### Obiettivo A:
Stabilisci se le seguenti affermazioni concordano con il brano sulla liturgia del Venerdì Santo, rispondendo sì o no e citando alla lettera le parole del brano che lo dimostrano: (i) prima delle riforme del 1955 la Celebrazione della Passione del Signore si chiamava Messa dei Presantificati; (ii) a molte persone, pensando alla liturgia del Venerdì Santo, viene in mente il rito della Deposizione del Signore; (iii) per indicare la Celebrazione della Passione del Signore si usa talvolta il termine "Azione liturgica".

### Blocco di testo:

┌────────

Se pensiamo alla liturgia del Venerdì Santo, viene subito in mente la Celebrazione della Passione del Signore. Talvolta, per indicare questa liturgia, si usa anche il termine di “Azione liturgica” e, prima delle riforme del 1955, essa veniva chiamata Messa dei Presantificati. Tuttavia, è altamente probabile che soltanto a pochi, parlando della liturgia del Venerdì Santo, venga in mente il rito della Deposizione del Signore.

└────────

### Dati estratti:
┌────────

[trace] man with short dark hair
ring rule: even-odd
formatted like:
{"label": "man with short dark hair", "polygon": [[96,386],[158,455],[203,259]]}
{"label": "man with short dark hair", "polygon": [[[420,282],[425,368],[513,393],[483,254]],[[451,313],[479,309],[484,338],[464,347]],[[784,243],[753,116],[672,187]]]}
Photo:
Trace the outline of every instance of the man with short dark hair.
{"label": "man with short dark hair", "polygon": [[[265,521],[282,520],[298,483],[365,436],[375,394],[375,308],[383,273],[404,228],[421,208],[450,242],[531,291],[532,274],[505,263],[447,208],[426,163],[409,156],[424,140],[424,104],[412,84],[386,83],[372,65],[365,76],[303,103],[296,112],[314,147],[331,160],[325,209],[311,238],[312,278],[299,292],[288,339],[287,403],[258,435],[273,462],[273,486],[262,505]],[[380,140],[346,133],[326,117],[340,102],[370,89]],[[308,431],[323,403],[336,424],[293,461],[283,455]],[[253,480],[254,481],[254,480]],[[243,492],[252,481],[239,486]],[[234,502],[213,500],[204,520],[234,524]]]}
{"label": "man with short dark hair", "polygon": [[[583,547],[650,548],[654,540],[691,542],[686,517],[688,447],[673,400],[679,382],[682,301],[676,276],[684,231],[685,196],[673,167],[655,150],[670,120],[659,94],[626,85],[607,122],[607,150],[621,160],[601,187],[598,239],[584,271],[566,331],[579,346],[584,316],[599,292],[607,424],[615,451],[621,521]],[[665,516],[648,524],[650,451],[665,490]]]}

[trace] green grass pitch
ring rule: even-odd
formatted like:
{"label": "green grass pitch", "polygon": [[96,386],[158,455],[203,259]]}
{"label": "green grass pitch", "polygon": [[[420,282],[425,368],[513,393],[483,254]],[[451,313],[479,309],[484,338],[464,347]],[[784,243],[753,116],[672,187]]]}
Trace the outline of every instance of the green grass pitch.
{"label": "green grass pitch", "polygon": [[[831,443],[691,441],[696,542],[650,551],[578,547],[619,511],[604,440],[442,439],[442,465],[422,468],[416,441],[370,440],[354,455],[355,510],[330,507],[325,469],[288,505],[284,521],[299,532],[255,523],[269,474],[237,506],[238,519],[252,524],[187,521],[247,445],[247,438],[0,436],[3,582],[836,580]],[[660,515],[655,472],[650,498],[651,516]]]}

└────────

### Obiettivo B:
Inserisci in una tabella Markdown le righe dell'elenco, partendo da quella che contiene "[trace] green grass pitch" e arrivando fino alla fine dell'elenco, estremi compresi e senza le righe vuote. La colonna n deve riportare il numero progressivo e la colonna Riga il testo di ciascuna riga.

### Risposta completa A:
(i) Sì: "prima delle riforme del 1955, essa veniva chiamata Messa dei Presantificati"
(ii) No: "è altamente probabile che soltanto a pochi, parlando della liturgia del Venerdì Santo, venga in mente il rito della Deposizione del Signore"
(iii) Sì: "Talvolta, per indicare questa liturgia, si usa anche il termine di “Azione liturgica”"

### Risposta completa B:
| n | Riga |
|---|---|
| 1 | [trace] green grass pitch |
| 2 | ring rule: even-odd |
| 3 | formatted like: |
| 4 | {"label": "green grass pitch", "polygon": [[96,386],[158,455],[203,259]]} |
| 5 | {"label": "green grass pitch", "polygon": [[[420,282],[425,368],[513,393],[483,254]],[[451,313],[479,309],[484,338],[464,347]],[[784,243],[753,116],[672,187]]]} |
| 6 | Trace the outline of every instance of the green grass pitch. |
| 7 | {"label": "green grass pitch", "polygon": [[[831,443],[691,441],[696,542],[650,551],[578,547],[619,511],[604,440],[442,439],[442,465],[422,468],[416,441],[370,440],[354,455],[355,510],[330,507],[325,469],[288,505],[284,521],[299,532],[255,523],[269,474],[237,506],[238,519],[252,524],[187,521],[247,445],[247,438],[0,436],[3,582],[836,580]],[[660,515],[655,472],[650,498],[651,516]]]} |